----- DATA
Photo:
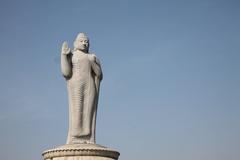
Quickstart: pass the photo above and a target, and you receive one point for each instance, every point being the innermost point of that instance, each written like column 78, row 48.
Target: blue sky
column 171, row 86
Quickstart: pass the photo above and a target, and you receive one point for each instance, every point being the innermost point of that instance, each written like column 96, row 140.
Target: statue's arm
column 66, row 65
column 96, row 67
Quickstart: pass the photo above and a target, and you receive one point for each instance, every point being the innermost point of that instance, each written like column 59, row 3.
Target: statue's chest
column 80, row 59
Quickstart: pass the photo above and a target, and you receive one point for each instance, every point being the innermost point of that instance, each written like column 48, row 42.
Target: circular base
column 81, row 152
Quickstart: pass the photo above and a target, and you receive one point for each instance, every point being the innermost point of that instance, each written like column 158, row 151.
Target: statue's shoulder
----------
## EXERCISE DIRECTIONS
Take every entry above and transcribe it exactly, with no pictures in the copy.

## REPLY
Photo:
Quickstart: pass the photo above and a target, and you receive one point for each instance, every point being the innermost point of that instance, each written like column 78, row 48.
Target: blue sky
column 171, row 86
Quickstart: pass the photo above and a target, and you receive one point for each instance, every point being the innermost point of that instance, each written like column 96, row 140.
Target: statue's arm
column 66, row 65
column 96, row 67
Quickstart: pass the photo above and a target, and you receive one point for each instance, every point being the innermost point of that instance, each written like column 59, row 3.
Target: statue's chest
column 80, row 59
Quickstart: pass the photo above and a target, and you receive one point for each instance, every point being the innermost point of that instance, each written like column 48, row 42.
Target: circular base
column 81, row 152
Quickstart: pass the photo above and a target, and you receive one point for each instance, every point being the innermost point of that instance, each written like column 158, row 151.
Target: statue's shoulder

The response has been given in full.